**What the exercise asks:** In your copy, drop the images and return each record exactly as it stands.
[Records for this exercise — start]
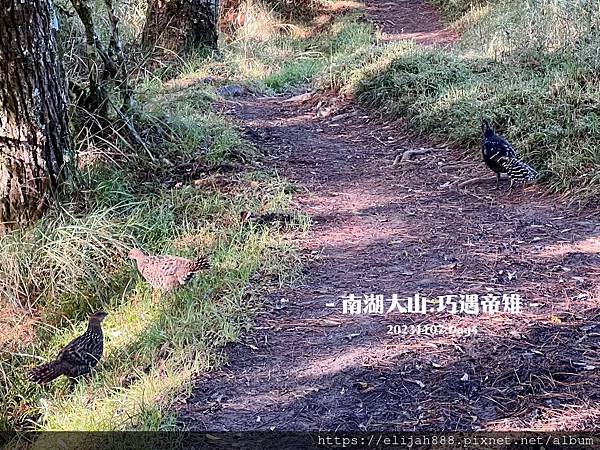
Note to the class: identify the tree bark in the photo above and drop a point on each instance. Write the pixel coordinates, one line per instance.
(179, 26)
(34, 133)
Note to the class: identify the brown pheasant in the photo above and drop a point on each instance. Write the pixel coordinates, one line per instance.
(167, 272)
(78, 357)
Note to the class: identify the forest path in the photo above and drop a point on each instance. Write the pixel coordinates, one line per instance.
(403, 230)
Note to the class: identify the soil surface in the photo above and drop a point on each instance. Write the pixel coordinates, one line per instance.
(403, 230)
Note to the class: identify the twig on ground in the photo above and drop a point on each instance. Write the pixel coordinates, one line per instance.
(408, 154)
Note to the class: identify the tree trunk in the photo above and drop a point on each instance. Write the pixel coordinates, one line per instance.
(179, 26)
(34, 134)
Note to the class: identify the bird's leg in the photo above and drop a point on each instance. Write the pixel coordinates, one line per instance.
(72, 384)
(497, 181)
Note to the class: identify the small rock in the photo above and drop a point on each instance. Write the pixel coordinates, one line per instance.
(209, 80)
(232, 90)
(300, 98)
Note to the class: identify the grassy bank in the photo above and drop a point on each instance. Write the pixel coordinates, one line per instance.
(532, 67)
(188, 198)
(74, 262)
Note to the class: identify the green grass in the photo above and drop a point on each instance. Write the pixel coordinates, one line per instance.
(74, 262)
(531, 67)
(272, 55)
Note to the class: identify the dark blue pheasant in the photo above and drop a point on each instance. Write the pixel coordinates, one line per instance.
(501, 157)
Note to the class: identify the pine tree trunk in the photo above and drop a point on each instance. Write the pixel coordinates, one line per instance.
(179, 26)
(34, 134)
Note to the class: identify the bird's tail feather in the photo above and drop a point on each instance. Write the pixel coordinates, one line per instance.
(517, 170)
(200, 264)
(45, 373)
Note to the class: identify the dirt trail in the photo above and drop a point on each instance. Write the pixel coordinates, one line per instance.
(382, 230)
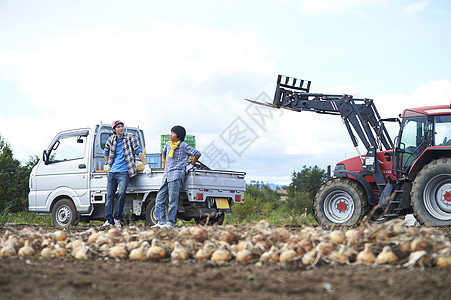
[Records for this exercise — finish]
**Finished exercise:**
Note to the class: identify the tree bark in the photo above and drop a point on each instance. Write the pixel coordinates, one line per instance.
(179, 26)
(34, 133)
Note to the class: identify the brown pheasant in the photo above and drop a point on each instance. Write the pixel coordinates, one line per instance.
(167, 272)
(78, 357)
Note to the class: identify the forest path in the photo above and drop a point on each instance. Write the pixel coordinates, one line per instance.
(403, 230)
Note to the class: identify the soil surface in the photo above and drop a point on each instance. Write the pixel coordinates, one line per instance.
(403, 230)
Note to the class: identify the twig on ground in the photo above and drop a point on each instance. Write the pixel coordinates, one line per instance.
(408, 154)
Note to the class: identify the tree trunk in the photo above and drop a point on each instance. Write the pixel coordinates, one line per instance.
(179, 26)
(34, 134)
Note to the class: identify the bird's leg in the photo above and drop a point on each instance. Write the pixel coordinates, one line per instance.
(72, 384)
(497, 181)
Note to the class: identify the small rock in the photo above and drop a point on each instance. Write the pixel coordinates, one line per instance.
(209, 80)
(232, 90)
(300, 98)
Note to the class: identify the grassy bank in the photo above and drop a point on each instance. Write the pixel coordinates, one line per instance.
(532, 67)
(188, 198)
(74, 262)
Note to the class: identify the green grass in the photo above and drop a point on each instance. Write the pixel coordinates, one line per instance.
(74, 262)
(531, 67)
(272, 55)
Note to the class: identify the dark blue pheasant in the photo above and drop a point on each instance. Write the pixel coordinates, one line per instance.
(501, 157)
Note to the class: identify the pine tree trunk in the photo above and drop a point on each instance. Write the pixel coordinates, one line per instance.
(179, 26)
(34, 134)
Note to the class: identify the bird's tail feather in the photo above and drop a point on each instance. Write the pixel coordinates, one line per instance.
(517, 170)
(200, 264)
(45, 373)
Note to the class: identify the dirt trail in the photo above and drop a point on each instance. Write the pixel coordinates, one line per instance.
(382, 230)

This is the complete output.